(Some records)
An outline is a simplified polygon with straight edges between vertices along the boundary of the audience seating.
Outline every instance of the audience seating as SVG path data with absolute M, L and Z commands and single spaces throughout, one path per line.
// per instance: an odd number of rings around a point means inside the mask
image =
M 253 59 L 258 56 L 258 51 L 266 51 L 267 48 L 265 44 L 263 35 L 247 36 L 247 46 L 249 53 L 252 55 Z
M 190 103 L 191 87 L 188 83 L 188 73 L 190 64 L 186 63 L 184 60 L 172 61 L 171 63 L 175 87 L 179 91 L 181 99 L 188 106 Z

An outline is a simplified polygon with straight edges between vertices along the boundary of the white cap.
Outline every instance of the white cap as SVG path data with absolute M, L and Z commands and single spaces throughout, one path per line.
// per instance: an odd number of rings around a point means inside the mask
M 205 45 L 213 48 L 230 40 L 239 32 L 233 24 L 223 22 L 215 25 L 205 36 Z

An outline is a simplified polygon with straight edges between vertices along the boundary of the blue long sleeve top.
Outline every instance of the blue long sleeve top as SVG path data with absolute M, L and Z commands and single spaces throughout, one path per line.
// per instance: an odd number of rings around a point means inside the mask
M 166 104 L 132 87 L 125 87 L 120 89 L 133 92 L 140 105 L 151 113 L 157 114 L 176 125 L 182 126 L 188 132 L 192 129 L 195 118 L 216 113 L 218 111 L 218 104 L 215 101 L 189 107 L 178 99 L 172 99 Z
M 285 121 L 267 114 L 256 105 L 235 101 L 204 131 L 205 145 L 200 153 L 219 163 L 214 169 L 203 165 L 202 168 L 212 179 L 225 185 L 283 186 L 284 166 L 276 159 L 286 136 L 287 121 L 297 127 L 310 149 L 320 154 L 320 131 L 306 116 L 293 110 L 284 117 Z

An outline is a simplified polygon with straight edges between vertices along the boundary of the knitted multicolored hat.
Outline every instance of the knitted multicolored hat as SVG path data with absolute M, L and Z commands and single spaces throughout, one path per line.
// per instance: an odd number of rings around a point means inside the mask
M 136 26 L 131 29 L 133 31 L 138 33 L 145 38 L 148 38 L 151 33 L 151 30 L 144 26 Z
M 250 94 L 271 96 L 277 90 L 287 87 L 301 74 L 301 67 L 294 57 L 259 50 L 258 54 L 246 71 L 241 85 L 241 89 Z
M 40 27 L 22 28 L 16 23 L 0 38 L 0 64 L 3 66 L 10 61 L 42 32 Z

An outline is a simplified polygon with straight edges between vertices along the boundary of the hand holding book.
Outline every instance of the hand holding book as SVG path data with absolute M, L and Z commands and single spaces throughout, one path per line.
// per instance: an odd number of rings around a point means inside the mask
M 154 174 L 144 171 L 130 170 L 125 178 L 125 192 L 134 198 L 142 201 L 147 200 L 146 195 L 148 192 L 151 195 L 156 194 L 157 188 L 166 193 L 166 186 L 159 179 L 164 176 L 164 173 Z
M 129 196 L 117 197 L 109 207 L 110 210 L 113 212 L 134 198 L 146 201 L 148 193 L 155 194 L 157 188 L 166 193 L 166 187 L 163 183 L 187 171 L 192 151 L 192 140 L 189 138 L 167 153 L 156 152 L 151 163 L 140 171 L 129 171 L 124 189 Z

=== Instructions to follow ===
Rewrite all of the material above, swapping each "white cap" for "white beanie" and leaving everything else unchanged.

=== Answer for this exercise ===
An outline is a simplified polygon with straight edges between vertices along the boundary of the audience seating.
Outline every instance of the audience seating as SVG path data with absolute M, L and Z commands and single spaces throughout, one path per line.
// per instance: an odd number of rings around a point means inside the mask
image =
M 253 59 L 258 56 L 258 51 L 266 51 L 267 48 L 265 44 L 263 35 L 247 36 L 247 46 L 249 53 L 252 55 Z
M 190 103 L 191 87 L 188 83 L 188 73 L 190 64 L 186 63 L 184 60 L 172 61 L 171 63 L 175 87 L 179 91 L 181 99 L 188 106 Z

An outline is a simplified polygon with straight edges between vertices along the boundary of the white beanie.
Outline every instance of the white beanie as SVG path data with absolute M, L and Z commands and single spaces throughout, one path per line.
// per instance: an odd number of rings around a point means inside the mask
M 205 45 L 213 48 L 230 40 L 239 32 L 233 24 L 223 22 L 215 25 L 205 36 Z

An outline is a simplified polygon with straight edges between vertices along the boundary of the blue long sleeve top.
Outline every instance of the blue long sleeve top as SVG path data with absolute M, L and Z commands and single spaces throughout, one path per line.
// per instance: an odd number of rings around a point means inside the mask
M 166 104 L 132 87 L 125 87 L 120 89 L 133 92 L 140 105 L 151 113 L 157 114 L 176 125 L 182 126 L 188 132 L 192 129 L 195 118 L 216 113 L 218 111 L 218 104 L 215 101 L 189 107 L 178 99 L 172 99 Z
M 285 121 L 267 114 L 256 105 L 235 101 L 204 131 L 205 145 L 200 153 L 219 163 L 214 169 L 203 165 L 202 168 L 212 179 L 225 185 L 283 186 L 284 166 L 276 159 L 286 136 L 287 121 L 297 127 L 310 149 L 320 154 L 320 131 L 306 116 L 293 110 L 284 117 Z

An outline is a simplified polygon with straight edges between vertices along the boundary of the knitted multicolored hat.
Outline every instance of the knitted multicolored hat as SVG path data with absolute M, L and Z commands and single spaces throughout, one path per line.
// per instance: an odd number of rings around a point means inside the mask
M 136 26 L 131 29 L 133 31 L 138 33 L 145 38 L 148 38 L 151 33 L 151 30 L 144 26 Z
M 250 94 L 271 96 L 277 90 L 287 87 L 301 74 L 301 67 L 294 57 L 259 50 L 258 54 L 246 71 L 241 85 L 241 89 Z
M 40 27 L 22 28 L 16 23 L 0 38 L 0 64 L 3 66 L 10 61 L 42 32 Z

An outline is a simplified polygon with straight edges between vertices along the boundary of the hand holding book.
Outline every instance of the hand holding book as SVG path data with absolute M, L and Z commands and single spaces throughout, one path per line.
// per instance: an odd number of rings around a point means inside the mask
M 154 174 L 144 171 L 130 170 L 125 178 L 125 192 L 134 198 L 142 201 L 147 200 L 146 195 L 148 192 L 151 195 L 156 194 L 157 188 L 166 193 L 166 186 L 159 179 L 164 176 L 164 173 Z
M 129 196 L 117 197 L 109 207 L 110 210 L 113 212 L 134 198 L 146 201 L 148 193 L 155 194 L 157 188 L 166 193 L 166 187 L 163 183 L 187 171 L 192 151 L 192 140 L 189 138 L 167 153 L 156 152 L 151 163 L 140 171 L 129 171 L 124 189 Z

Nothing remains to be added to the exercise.